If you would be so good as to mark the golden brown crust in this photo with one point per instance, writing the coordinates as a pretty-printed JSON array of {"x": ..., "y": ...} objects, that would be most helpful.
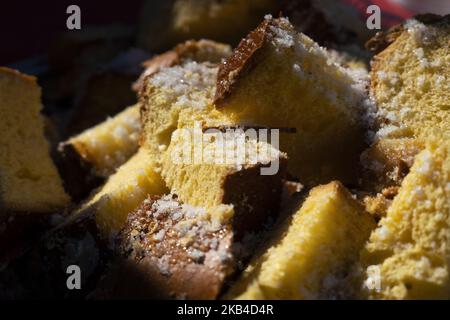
[
  {"x": 166, "y": 268},
  {"x": 240, "y": 61},
  {"x": 199, "y": 51}
]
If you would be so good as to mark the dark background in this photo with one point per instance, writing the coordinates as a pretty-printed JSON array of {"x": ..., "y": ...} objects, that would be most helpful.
[{"x": 28, "y": 27}]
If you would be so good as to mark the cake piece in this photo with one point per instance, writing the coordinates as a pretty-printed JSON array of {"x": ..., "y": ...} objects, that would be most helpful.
[
  {"x": 191, "y": 50},
  {"x": 282, "y": 79},
  {"x": 408, "y": 255},
  {"x": 225, "y": 21},
  {"x": 176, "y": 97},
  {"x": 409, "y": 79},
  {"x": 172, "y": 250},
  {"x": 215, "y": 168},
  {"x": 312, "y": 252},
  {"x": 97, "y": 152},
  {"x": 123, "y": 192},
  {"x": 29, "y": 180}
]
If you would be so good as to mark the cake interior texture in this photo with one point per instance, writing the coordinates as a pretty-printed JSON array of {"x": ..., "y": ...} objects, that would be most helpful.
[
  {"x": 311, "y": 253},
  {"x": 410, "y": 81},
  {"x": 29, "y": 180},
  {"x": 410, "y": 248},
  {"x": 282, "y": 79}
]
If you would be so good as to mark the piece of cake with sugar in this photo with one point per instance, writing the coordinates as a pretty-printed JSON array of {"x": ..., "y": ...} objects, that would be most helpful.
[
  {"x": 214, "y": 168},
  {"x": 29, "y": 180},
  {"x": 123, "y": 192},
  {"x": 176, "y": 97},
  {"x": 279, "y": 78},
  {"x": 409, "y": 252},
  {"x": 409, "y": 78},
  {"x": 172, "y": 250},
  {"x": 95, "y": 154},
  {"x": 311, "y": 253}
]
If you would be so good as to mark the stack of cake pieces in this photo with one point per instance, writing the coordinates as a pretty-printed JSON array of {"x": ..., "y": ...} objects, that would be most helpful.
[{"x": 186, "y": 194}]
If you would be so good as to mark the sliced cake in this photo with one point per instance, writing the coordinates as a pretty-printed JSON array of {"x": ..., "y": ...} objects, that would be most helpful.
[
  {"x": 409, "y": 78},
  {"x": 29, "y": 180},
  {"x": 282, "y": 79},
  {"x": 123, "y": 192},
  {"x": 408, "y": 255},
  {"x": 311, "y": 254},
  {"x": 176, "y": 97},
  {"x": 172, "y": 250},
  {"x": 191, "y": 50},
  {"x": 95, "y": 154},
  {"x": 215, "y": 168}
]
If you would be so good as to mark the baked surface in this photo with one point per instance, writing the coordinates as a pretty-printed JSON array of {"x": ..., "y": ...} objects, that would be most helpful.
[{"x": 29, "y": 180}]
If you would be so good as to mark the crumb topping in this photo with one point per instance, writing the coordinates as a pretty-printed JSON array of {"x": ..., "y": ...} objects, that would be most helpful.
[{"x": 188, "y": 85}]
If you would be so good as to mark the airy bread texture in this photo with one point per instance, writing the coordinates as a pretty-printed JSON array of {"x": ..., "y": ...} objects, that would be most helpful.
[
  {"x": 123, "y": 192},
  {"x": 110, "y": 144},
  {"x": 409, "y": 79},
  {"x": 206, "y": 173},
  {"x": 191, "y": 50},
  {"x": 410, "y": 249},
  {"x": 176, "y": 97},
  {"x": 29, "y": 180},
  {"x": 172, "y": 250},
  {"x": 280, "y": 78},
  {"x": 312, "y": 252}
]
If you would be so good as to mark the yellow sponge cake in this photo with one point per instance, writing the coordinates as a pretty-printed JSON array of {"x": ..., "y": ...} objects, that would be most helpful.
[
  {"x": 280, "y": 78},
  {"x": 409, "y": 79},
  {"x": 29, "y": 180},
  {"x": 312, "y": 253},
  {"x": 207, "y": 173},
  {"x": 123, "y": 192},
  {"x": 176, "y": 97},
  {"x": 409, "y": 251}
]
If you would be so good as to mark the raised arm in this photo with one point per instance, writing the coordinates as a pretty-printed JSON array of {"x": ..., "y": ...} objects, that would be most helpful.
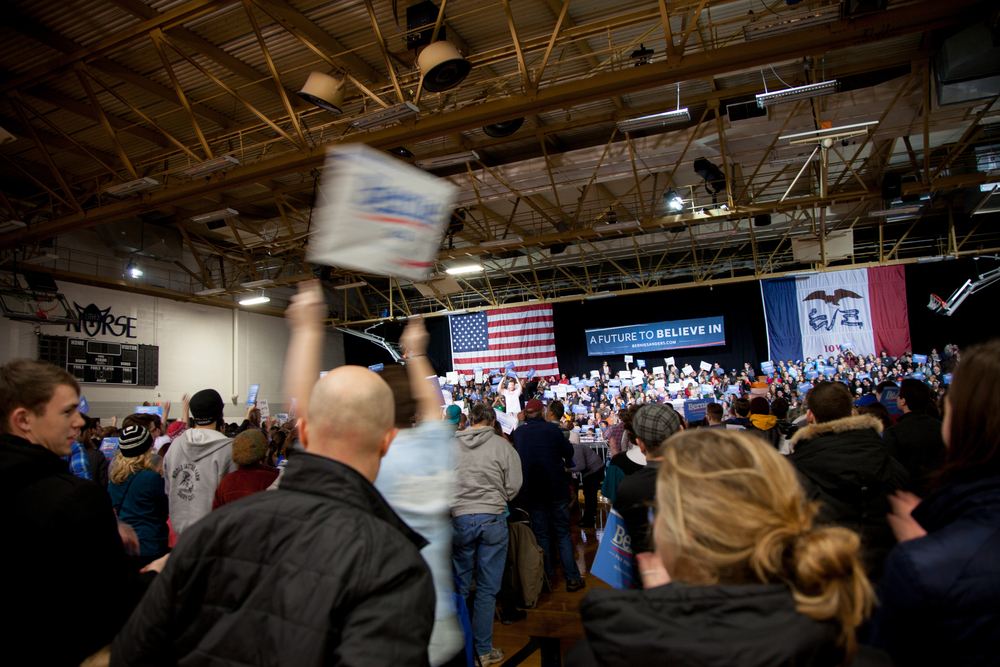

****************************************

* [Problem to solve]: From the rows above, pick out each line that contains the word "texture", matching case exactly, and copy those lines.

* [Finished task]:
If you would be so good as to mark the cake interior texture in this photo with one point per instance, writing the coordinates as a pretty-printed JSON array of {"x": ..., "y": ...} objects, that would be most helpful.
If you would be so good as to mark the airy bread texture in this photo with one point per instance, writing the coordinates as a pretty-printed JSON array of {"x": ..., "y": ...} objects, that would be most helpful.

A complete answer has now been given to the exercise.